▸ Work request:
Should any entry seem unclear, still set it down exactly as given, along with all the others.

▸ Supplied entries:

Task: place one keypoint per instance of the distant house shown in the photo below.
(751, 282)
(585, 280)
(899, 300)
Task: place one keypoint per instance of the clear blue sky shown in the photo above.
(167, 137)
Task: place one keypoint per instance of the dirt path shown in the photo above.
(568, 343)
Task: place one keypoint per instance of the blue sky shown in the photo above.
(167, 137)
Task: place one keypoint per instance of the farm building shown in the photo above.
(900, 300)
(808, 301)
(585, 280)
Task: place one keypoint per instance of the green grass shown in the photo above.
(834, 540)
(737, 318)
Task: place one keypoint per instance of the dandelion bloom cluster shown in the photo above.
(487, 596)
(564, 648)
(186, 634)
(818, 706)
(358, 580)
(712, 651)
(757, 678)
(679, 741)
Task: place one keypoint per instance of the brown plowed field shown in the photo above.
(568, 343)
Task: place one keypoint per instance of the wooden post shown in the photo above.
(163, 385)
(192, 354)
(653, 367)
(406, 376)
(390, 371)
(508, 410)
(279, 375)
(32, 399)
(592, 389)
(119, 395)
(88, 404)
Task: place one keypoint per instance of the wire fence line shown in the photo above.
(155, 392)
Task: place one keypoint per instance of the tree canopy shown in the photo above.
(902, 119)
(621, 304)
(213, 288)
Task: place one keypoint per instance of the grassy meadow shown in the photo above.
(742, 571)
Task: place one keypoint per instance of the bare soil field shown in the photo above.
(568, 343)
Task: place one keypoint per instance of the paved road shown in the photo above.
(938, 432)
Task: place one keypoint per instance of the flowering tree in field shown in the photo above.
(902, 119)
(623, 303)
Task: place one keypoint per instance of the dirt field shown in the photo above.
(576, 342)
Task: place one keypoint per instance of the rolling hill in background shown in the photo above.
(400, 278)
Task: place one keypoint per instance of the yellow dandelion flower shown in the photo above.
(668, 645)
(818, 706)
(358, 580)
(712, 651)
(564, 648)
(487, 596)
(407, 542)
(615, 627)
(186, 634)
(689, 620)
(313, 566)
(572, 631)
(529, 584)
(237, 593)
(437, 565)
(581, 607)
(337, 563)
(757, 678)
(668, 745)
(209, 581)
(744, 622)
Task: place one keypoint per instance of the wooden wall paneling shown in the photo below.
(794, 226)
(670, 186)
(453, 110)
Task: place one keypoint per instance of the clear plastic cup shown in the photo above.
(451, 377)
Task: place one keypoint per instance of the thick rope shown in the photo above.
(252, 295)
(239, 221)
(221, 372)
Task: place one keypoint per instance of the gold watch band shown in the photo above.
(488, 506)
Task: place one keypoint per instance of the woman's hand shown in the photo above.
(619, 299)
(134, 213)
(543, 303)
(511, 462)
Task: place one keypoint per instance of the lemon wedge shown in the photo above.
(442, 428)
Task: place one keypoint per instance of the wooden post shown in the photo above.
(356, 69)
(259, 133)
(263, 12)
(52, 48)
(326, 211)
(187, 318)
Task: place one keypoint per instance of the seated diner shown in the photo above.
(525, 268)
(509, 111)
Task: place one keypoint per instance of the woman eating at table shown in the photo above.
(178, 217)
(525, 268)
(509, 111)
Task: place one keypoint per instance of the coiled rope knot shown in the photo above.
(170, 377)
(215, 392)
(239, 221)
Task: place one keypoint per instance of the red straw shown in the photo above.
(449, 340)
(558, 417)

▸ Task answer:
Task: place one keypoint per instance of the distant house shown in the photo below.
(751, 282)
(585, 280)
(899, 300)
Task: place one keypoint per instance of the clear blue sky shown in the photo above.
(167, 137)
Task: place one keypoint per instance of the dirt path shown in the photo above.
(568, 343)
Task: place one keypoint per instance of the blue sky shown in the photo above.
(167, 137)
Task: place one keypoint per instance of the farm building shown in the photo above.
(900, 300)
(808, 301)
(585, 280)
Task: place one keypoint per instance of the green grass shown in the photo above.
(834, 540)
(737, 318)
Task: place one keypoint per instance of the dandelion bloom cluster shown in the photo above.
(487, 596)
(564, 648)
(186, 634)
(818, 706)
(358, 580)
(712, 651)
(757, 678)
(679, 741)
Task: place one keypoint per instance of the brown plowed field shown in the photo above.
(568, 343)
Task: place one keypoint per instance of the wooden post shown in the photo above.
(163, 385)
(192, 354)
(653, 367)
(406, 376)
(390, 371)
(508, 410)
(279, 375)
(32, 399)
(592, 389)
(119, 395)
(88, 404)
Task: place one keypoint per instance of the wire fence line shown in the photo above.
(155, 392)
Task: place one keypoint per instance of the tree canopy shown in the photo above.
(902, 119)
(621, 304)
(213, 288)
Task: place one keypoint per instance of the grassy meadow shown in the photo above.
(742, 571)
Task: place one keypoint per instance of the bare soil field shown in the photo above.
(568, 343)
Task: place one keypoint per instance of the paved road shown in the photo above.
(938, 432)
Task: place one keypoint per instance of the flowering tree in field shown in the photo above.
(902, 119)
(623, 303)
Task: place one keypoint per instance of the dirt field shown in the photo above.
(576, 342)
Task: place one keypoint per instance of the rolling hill in background shown in the photo above.
(400, 278)
Task: place one keypoint per instance of the yellow dandelion flower shown in the photo above.
(668, 645)
(818, 706)
(358, 580)
(712, 651)
(564, 648)
(487, 596)
(407, 542)
(615, 627)
(186, 634)
(689, 620)
(313, 566)
(572, 631)
(529, 584)
(237, 593)
(437, 565)
(581, 607)
(337, 563)
(757, 678)
(668, 745)
(209, 581)
(744, 622)
Task: place one keypoint per instance of the wooden wall paneling shown in the photo below.
(794, 226)
(670, 186)
(453, 110)
Task: place one keypoint per instance of the clear plastic cup shown in the photo above.
(451, 377)
Task: place one keypoint per instance of the thick rope shown in the photo above.
(252, 295)
(239, 221)
(221, 372)
Task: place one keypoint per instance of the gold watch band shown in the photo above.
(488, 506)
Task: place one keypoint per instance of the woman's hand shown in the photo above.
(619, 299)
(134, 213)
(543, 303)
(511, 462)
Task: place one keypoint per instance of the lemon wedge shown in the photo above.
(442, 428)
Task: place one keypoint per instance of the wooden post shown in the photo above.
(356, 69)
(259, 133)
(263, 12)
(52, 48)
(326, 211)
(187, 318)
Task: place one keypoint per instance of the seated diner shown in the photo above.
(525, 268)
(509, 111)
Task: place one keypoint per instance of the woman eating at table shown in the photo above.
(178, 217)
(525, 268)
(509, 111)
Task: place one keypoint per instance of the coiled rope knot shown in the photo above.
(170, 377)
(215, 392)
(239, 221)
Task: place one keypoint per instance of the red straw shown in the photo above.
(449, 340)
(558, 417)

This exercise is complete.